Given passage -
────

Women’s Lives Don’t Depend on Taking the Lives of Their Children

In hearing oral arguments tomorrow in Dobbs v. Jackson Women’s Health Organization, the Supreme Court should not be swayed by the ‘women rely on abortion’ trope.

Accompanied by her seven children, Amy Coney Barrett arrives Oct. 12, 2020, for her Senate Judiciary Committee confirmation in Washington, DC.
Accompanied by her seven children, Amy Coney Barrett arrives Oct. 12, 2020, for her Senate Judiciary Committee confirmation in Washington, DC. (photo: Drew Angerer / Getty Images)

“Surely it is dubious to suggest that women have reached their “places in society” in reliance upon Roe, rather than as a result of their determination to obtain higher education and compete with men in the job market, and of society's increasing recognition of their ability to fill positions that were previously thought to be reserved only for men.” 

With that dissenting opinion in the 1992 Supreme Court case Planned Parenthood v. Casey, Chief Justice William Rehnquist pointed out the absurdity of the argument that women need abortion to succeed.

In the 20 years since Rehnquist’s dissent, the argument has ricocheted around the nation and our courts and in fact has been used as a rationale to invalidate a Mississippi law that protects babies from abortion after 15 weeks. 

Oral arguments in that case, Dobbs v. Jackson Women’s Health Organization, will be heard by the U.S. Supreme Court tomorrow. Of the many outcomes possible — including the invalidation of the 1973 Roe v. Wade decision — among the most absurd would be if the justices bought into the bogus belief that women can’t succeed unless we can kill our children.

Dozens of friend-of-the-court briefs were submitted to the court on behalf of Mississippi and a number of them refute directly the “abortion reliance” fallacy. Among the most noteworthy is the “Brief of 240 Women Scholars, Professionals and Pro-Life Feminist Organizations”. It pulls no punches in asserting — and backing up with facts — that far from helping women “there is evidence that widely available abortion has disadvantaged women.”

The brief points out that the first woman was elected to Congress in 1916, four years before the 19th Amendment gave women the right to vote. Several laws aimed at banning discrimination against pregnant women were passed decades before Roe. The roles that women assumed during World War II showed society — and women themselves — what the “fairer sex” was capable of accomplishing.

The National Organization of Women’s “Statement of Purpose” in 1966, drafted before the bizarre notion of “reproductive justice” was dreamed up, did not even mention abortion. 

And as the abortion rate and ratio has continued to go down in recent years, the success of women in society has continued to go up.

────

Information provided -
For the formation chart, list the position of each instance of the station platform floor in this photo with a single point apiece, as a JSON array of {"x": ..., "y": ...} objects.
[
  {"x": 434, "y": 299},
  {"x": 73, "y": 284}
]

────

Directions for this task - Copy the passage of the Dobbs article from "In the 20 years" to "after 15 weeks.". The lines after the text are separate material, apart from the text.

Written solution -
In the 20 years since Rehnquist’s dissent, the argument has ricocheted around the nation and our courts and in fact has been used as a rationale to invalidate a Mississippi law that protects babies from abortion after 15 weeks.